++++ ROWS

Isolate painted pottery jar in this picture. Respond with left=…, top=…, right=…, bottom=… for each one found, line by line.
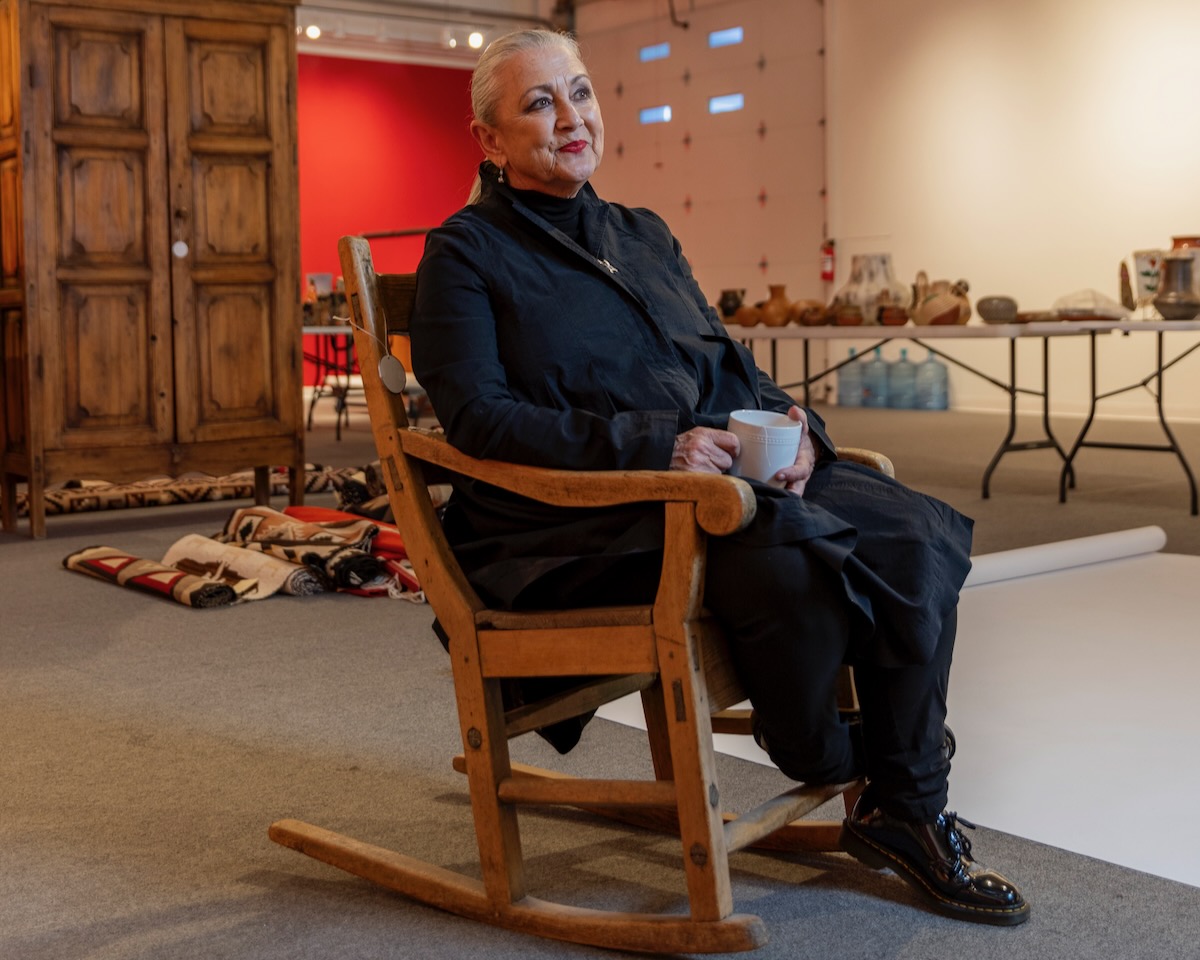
left=1154, top=248, right=1200, bottom=320
left=912, top=270, right=971, bottom=325
left=832, top=253, right=912, bottom=324
left=762, top=283, right=792, bottom=326
left=716, top=289, right=746, bottom=323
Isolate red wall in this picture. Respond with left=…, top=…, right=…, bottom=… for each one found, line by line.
left=296, top=55, right=482, bottom=383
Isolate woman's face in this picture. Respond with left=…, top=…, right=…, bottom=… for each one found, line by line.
left=472, top=48, right=604, bottom=197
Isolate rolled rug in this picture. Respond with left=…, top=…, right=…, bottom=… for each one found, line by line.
left=162, top=533, right=325, bottom=600
left=62, top=546, right=254, bottom=607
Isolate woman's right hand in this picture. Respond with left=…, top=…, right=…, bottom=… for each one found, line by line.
left=671, top=427, right=739, bottom=473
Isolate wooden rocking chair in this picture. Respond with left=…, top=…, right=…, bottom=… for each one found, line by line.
left=270, top=238, right=892, bottom=953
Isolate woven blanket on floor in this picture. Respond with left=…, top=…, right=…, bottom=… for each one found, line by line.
left=214, top=506, right=388, bottom=589
left=17, top=463, right=362, bottom=516
left=162, top=533, right=326, bottom=600
left=283, top=506, right=425, bottom=604
left=62, top=546, right=254, bottom=607
left=330, top=460, right=451, bottom=523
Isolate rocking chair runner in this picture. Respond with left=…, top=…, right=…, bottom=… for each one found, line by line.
left=270, top=238, right=892, bottom=953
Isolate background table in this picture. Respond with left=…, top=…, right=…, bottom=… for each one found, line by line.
left=728, top=320, right=1099, bottom=499
left=302, top=324, right=355, bottom=439
left=1058, top=320, right=1200, bottom=516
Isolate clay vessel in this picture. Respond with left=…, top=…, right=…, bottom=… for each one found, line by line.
left=1154, top=248, right=1200, bottom=320
left=762, top=283, right=792, bottom=326
left=733, top=304, right=762, bottom=326
left=912, top=270, right=971, bottom=325
left=830, top=253, right=912, bottom=324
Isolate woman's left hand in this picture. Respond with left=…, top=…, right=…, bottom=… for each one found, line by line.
left=775, top=407, right=817, bottom=497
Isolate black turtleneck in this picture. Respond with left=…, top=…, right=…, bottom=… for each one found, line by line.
left=512, top=183, right=586, bottom=246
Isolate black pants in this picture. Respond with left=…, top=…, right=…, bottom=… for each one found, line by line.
left=704, top=538, right=956, bottom=820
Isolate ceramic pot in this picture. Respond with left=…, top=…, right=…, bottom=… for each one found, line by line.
left=912, top=270, right=971, bottom=325
left=976, top=296, right=1016, bottom=323
left=836, top=304, right=863, bottom=326
left=832, top=253, right=912, bottom=324
left=716, top=289, right=746, bottom=322
left=787, top=300, right=824, bottom=326
left=733, top=304, right=762, bottom=326
left=762, top=283, right=792, bottom=326
left=1154, top=250, right=1200, bottom=320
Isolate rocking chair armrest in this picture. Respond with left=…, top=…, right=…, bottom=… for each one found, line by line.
left=398, top=427, right=756, bottom=536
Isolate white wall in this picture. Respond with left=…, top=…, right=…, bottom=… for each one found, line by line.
left=826, top=0, right=1200, bottom=419
left=576, top=0, right=828, bottom=382
left=577, top=0, right=1200, bottom=419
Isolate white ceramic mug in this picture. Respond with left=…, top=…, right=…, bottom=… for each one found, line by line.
left=728, top=410, right=804, bottom=487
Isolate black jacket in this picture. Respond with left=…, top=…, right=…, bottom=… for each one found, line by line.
left=412, top=163, right=970, bottom=659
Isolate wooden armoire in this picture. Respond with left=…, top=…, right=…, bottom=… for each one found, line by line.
left=0, top=0, right=304, bottom=536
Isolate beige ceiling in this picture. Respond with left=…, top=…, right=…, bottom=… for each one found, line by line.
left=296, top=0, right=566, bottom=67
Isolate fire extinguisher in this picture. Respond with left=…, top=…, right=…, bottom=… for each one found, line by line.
left=821, top=240, right=834, bottom=283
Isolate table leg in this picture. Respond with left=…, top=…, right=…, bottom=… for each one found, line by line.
left=1058, top=330, right=1099, bottom=503
left=1042, top=337, right=1075, bottom=490
left=1154, top=331, right=1196, bottom=516
left=983, top=338, right=1016, bottom=500
left=1058, top=330, right=1200, bottom=516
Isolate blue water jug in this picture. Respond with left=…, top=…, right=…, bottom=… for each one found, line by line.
left=838, top=347, right=863, bottom=407
left=863, top=347, right=888, bottom=407
left=888, top=349, right=917, bottom=410
left=916, top=350, right=950, bottom=410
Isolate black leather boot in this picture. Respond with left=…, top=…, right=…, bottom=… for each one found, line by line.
left=841, top=798, right=1030, bottom=926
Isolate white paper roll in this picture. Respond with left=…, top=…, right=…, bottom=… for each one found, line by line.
left=964, top=527, right=1166, bottom=587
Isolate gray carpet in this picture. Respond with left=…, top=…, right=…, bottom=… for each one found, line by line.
left=0, top=410, right=1200, bottom=960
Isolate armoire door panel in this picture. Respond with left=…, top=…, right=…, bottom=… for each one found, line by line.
left=59, top=283, right=172, bottom=445
left=59, top=148, right=149, bottom=266
left=0, top=2, right=18, bottom=140
left=192, top=157, right=271, bottom=266
left=187, top=284, right=277, bottom=439
left=54, top=22, right=146, bottom=130
left=166, top=19, right=300, bottom=442
left=187, top=36, right=270, bottom=137
left=0, top=310, right=28, bottom=451
left=0, top=156, right=22, bottom=289
left=32, top=6, right=174, bottom=449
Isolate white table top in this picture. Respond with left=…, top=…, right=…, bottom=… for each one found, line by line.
left=726, top=319, right=1200, bottom=340
left=300, top=323, right=354, bottom=337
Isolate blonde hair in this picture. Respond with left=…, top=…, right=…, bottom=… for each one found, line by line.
left=467, top=28, right=583, bottom=204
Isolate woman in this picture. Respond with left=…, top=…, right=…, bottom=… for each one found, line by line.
left=412, top=30, right=1028, bottom=924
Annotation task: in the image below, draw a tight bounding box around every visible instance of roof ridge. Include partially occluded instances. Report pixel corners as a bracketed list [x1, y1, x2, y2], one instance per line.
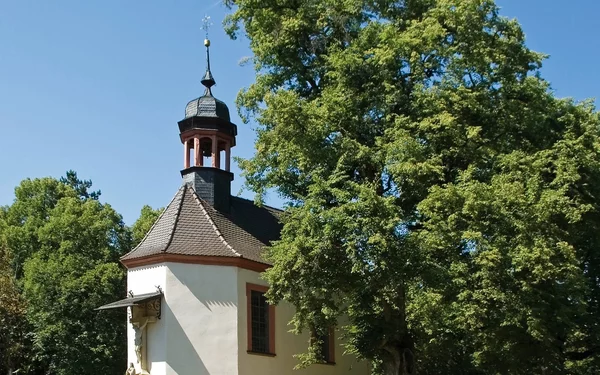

++++++++

WORK REQUIRED:
Print every entry above again word for word, with the pictures left out.

ANSWER BELOW:
Isolate painted pottery jar in this picture. Respond with left=…, top=…, right=…, bottom=… for each one found, line by line.
left=1154, top=248, right=1200, bottom=320
left=912, top=270, right=971, bottom=325
left=832, top=253, right=912, bottom=324
left=762, top=283, right=792, bottom=326
left=716, top=289, right=746, bottom=323
Isolate red wall in this picture. Respond with left=…, top=…, right=…, bottom=… for each one found, line by line.
left=296, top=55, right=482, bottom=383
Isolate woman's face in this picture. Respond with left=…, top=…, right=…, bottom=… for each one found, line by line.
left=472, top=48, right=604, bottom=197
Isolate rolled rug in this picture. Respond with left=…, top=…, right=…, bottom=… for each one found, line by line.
left=162, top=533, right=325, bottom=600
left=62, top=546, right=254, bottom=607
Isolate woman's right hand in this picture. Respond with left=…, top=…, right=…, bottom=… for each one found, line by line.
left=671, top=427, right=739, bottom=473
Isolate wooden rocking chair in this picture. Respond with left=…, top=…, right=…, bottom=… for each one found, line by line.
left=270, top=238, right=892, bottom=953
Isolate woven blanket on floor in this picture. Respond with left=…, top=…, right=…, bottom=… for each one found, line by line.
left=214, top=506, right=388, bottom=589
left=17, top=463, right=362, bottom=516
left=162, top=533, right=326, bottom=600
left=283, top=506, right=425, bottom=604
left=62, top=546, right=254, bottom=607
left=330, top=460, right=451, bottom=523
Isolate rocking chair runner in this picture. Respond with left=…, top=…, right=…, bottom=… for each one found, line by line.
left=270, top=238, right=892, bottom=953
Isolate background table in this picture. Respond with left=…, top=…, right=…, bottom=… for each one found, line by line.
left=728, top=320, right=1099, bottom=499
left=302, top=324, right=355, bottom=439
left=1058, top=320, right=1200, bottom=516
Isolate clay vessel in this picture. Respond with left=…, top=…, right=…, bottom=… for each one found, line by line.
left=1154, top=248, right=1200, bottom=320
left=762, top=283, right=792, bottom=326
left=733, top=304, right=762, bottom=326
left=912, top=270, right=971, bottom=325
left=830, top=253, right=912, bottom=324
Isolate woman's left hand in this picture. Respond with left=…, top=…, right=…, bottom=… for each one found, line by line.
left=775, top=407, right=817, bottom=497
Isolate black turtleneck in this picture. Respond with left=…, top=…, right=…, bottom=… for each one found, line by line.
left=512, top=183, right=586, bottom=246
Isolate black pants in this picture. Respond with left=…, top=…, right=…, bottom=… for each one found, line by line.
left=704, top=538, right=956, bottom=820
Isolate ceramic pot in this picture. Respond with left=…, top=…, right=…, bottom=… for each one found, line by line.
left=912, top=270, right=971, bottom=325
left=976, top=296, right=1016, bottom=323
left=836, top=304, right=863, bottom=326
left=832, top=253, right=912, bottom=324
left=716, top=289, right=746, bottom=322
left=787, top=300, right=824, bottom=326
left=733, top=304, right=762, bottom=326
left=762, top=283, right=792, bottom=326
left=1154, top=250, right=1200, bottom=320
Isolate rocking chair armrest in this picture. Respond with left=…, top=…, right=…, bottom=… for each one found, line by line.
left=398, top=427, right=756, bottom=536
Isolate white wall in this picture. Respond with left=…, top=…, right=…, bottom=… for each one found, line by line.
left=826, top=0, right=1200, bottom=419
left=576, top=0, right=828, bottom=382
left=577, top=0, right=1200, bottom=419
Isolate white ceramic mug in this picture. Respond with left=…, top=…, right=…, bottom=… for each one found, line by line.
left=728, top=410, right=804, bottom=487
Isolate black jacket in this picture. Respond with left=…, top=…, right=…, bottom=… for each one found, line by line.
left=412, top=163, right=970, bottom=659
Isolate wooden armoire in this picture. Respond with left=…, top=…, right=…, bottom=… for each one found, line by line.
left=0, top=0, right=304, bottom=536
Isolate beige ceiling in this picture. Respond with left=…, top=…, right=…, bottom=… for each one found, line by line.
left=296, top=0, right=566, bottom=67
Isolate fire extinguisher in this picture. Respond with left=…, top=…, right=…, bottom=… for each one found, line by line.
left=821, top=240, right=834, bottom=283
Isolate table leg in this picture. Respond with left=…, top=…, right=…, bottom=… for each one found, line by line.
left=1058, top=330, right=1099, bottom=503
left=1042, top=337, right=1075, bottom=490
left=1154, top=331, right=1196, bottom=516
left=983, top=338, right=1016, bottom=500
left=1058, top=330, right=1200, bottom=516
Isolate blue water jug in this picture. Respond with left=…, top=…, right=…, bottom=… for each one found, line by line.
left=838, top=347, right=863, bottom=407
left=863, top=347, right=888, bottom=407
left=888, top=349, right=917, bottom=410
left=916, top=350, right=950, bottom=410
Isolate black leather boot in this picture. Respond with left=…, top=…, right=…, bottom=… for each one found, line by line.
left=841, top=798, right=1030, bottom=926
Isolate white paper roll in this picture. Respond with left=…, top=…, right=…, bottom=… for each one found, line by line.
left=964, top=527, right=1166, bottom=587
Isolate gray carpet in this picture. Respond with left=…, top=…, right=…, bottom=… for each one found, line by line.
left=0, top=410, right=1200, bottom=960
Isolate armoire door panel in this picture. Respond with left=…, top=…, right=…, bottom=… for each one found, line by line.
left=59, top=283, right=172, bottom=445
left=59, top=148, right=149, bottom=266
left=0, top=2, right=18, bottom=140
left=192, top=157, right=271, bottom=266
left=187, top=284, right=277, bottom=439
left=54, top=22, right=146, bottom=130
left=166, top=19, right=300, bottom=442
left=187, top=36, right=270, bottom=137
left=0, top=310, right=28, bottom=451
left=0, top=156, right=22, bottom=289
left=32, top=6, right=174, bottom=449
Isolate white table top in this picture. Respond with left=…, top=…, right=…, bottom=… for each one found, line by line.
left=726, top=319, right=1200, bottom=340
left=300, top=323, right=354, bottom=337
Isolate blonde hair in this picture. Respond with left=…, top=…, right=…, bottom=… for each one found, line by line.
left=467, top=28, right=583, bottom=204
Isolate woman in this picture. Respond with left=…, top=…, right=…, bottom=… for each one found, line by line.
left=412, top=30, right=1028, bottom=924
Annotation task: in the image below, draw a tight bounding box around every visible instance of roof ridge. Include partially occluded instances. Report pixel corners as a bracketed list [x1, y1, x2, y2], one instance per line.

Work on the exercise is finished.